**課題要件**
(A) 本文によると、冒頭のインタビューでリディアは指揮者をどのような存在だと定義していますか。
(B) 本文のうち「リディアの秩序を狂わせるノイズ」から「てきているように感じられる。」までの部分を、一字一句違えずに書き写してください。

**本文**
####################

2023年映画感想No.43:TAR/ター(原題『Tar』) ※ネタバレあり
物事をコントロールしようとする人間の物語
ホワイトシネクイント、チネチッタ川崎にて鑑賞。
主人公のリディアは偉大であること自体がアイデンティティの人物であり、だからこそ偉大であり続けることの不安やプレッシャー、孤独に対して偉大さと表裏一体の権力によって対処しようとしてしまうことが彼女の問題のようにも映る。
ゴリゴリの男性社会であるクラシック音楽界における唯一無二の女性コンダクターであり、だからこそこれまでも正当な評価を受けられなかったのであろう抑圧が冒頭のインタビューシーンからも透けて見える。"女性の"コンダクターという限定的な評価についてのやりとりや「人間メトロノーム」という存在意義を巡る言及など、常に彼女のアイデンティティはクラシック業界からの批評的視線によっておびやかされている。
またそこでのやりとりでリディアは「指揮者とは”時間をコントロールする存在”」だと定義している。本作のリディアはマーラーの交響曲の全曲ライブ収録という文句無しの偉業に向けてラスト一曲の交響曲第5番の指揮に向き合っていくのだけど、まさに彼女は公私において物事をコントロールしようとする人間であり、本作はそのコントロールを失っていく物語だと感じた。
リディアの秩序を狂わせるノイズ
彼女が自分自身のコントロールを失っていくキッカケとして元教え子の自殺があるのだけど、それに前後して日常的なノイズに煩わされるという描写が挟み込まれるようになっていくのが映画的な演出としてスリリングだった。リディア自身が目を背けている「自分のやり方が間違っているのでは無いか」という不安や罪悪感、破滅の予感がニューロティックに現実を侵食してきているように感じられる。

####################

**データ抜粋**
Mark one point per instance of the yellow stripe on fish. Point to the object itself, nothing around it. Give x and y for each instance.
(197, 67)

####################

**解答一覧**
(A) 「時間をコントロールする存在」と定義しています。

(B)
リディアの秩序を狂わせるノイズ
彼女が自分自身のコントロールを失っていくキッカケとして元教え子の自殺があるのだけど、それに前後して日常的なノイズに煩わされるという描写が挟み込まれるようになっていくのが映画的な演出としてスリリングだった。リディア自身が目を背けている「自分のやり方が間違っているのでは無いか」という不安や罪悪感、破滅の予感がニューロティックに現実を侵食してきているように感じられる。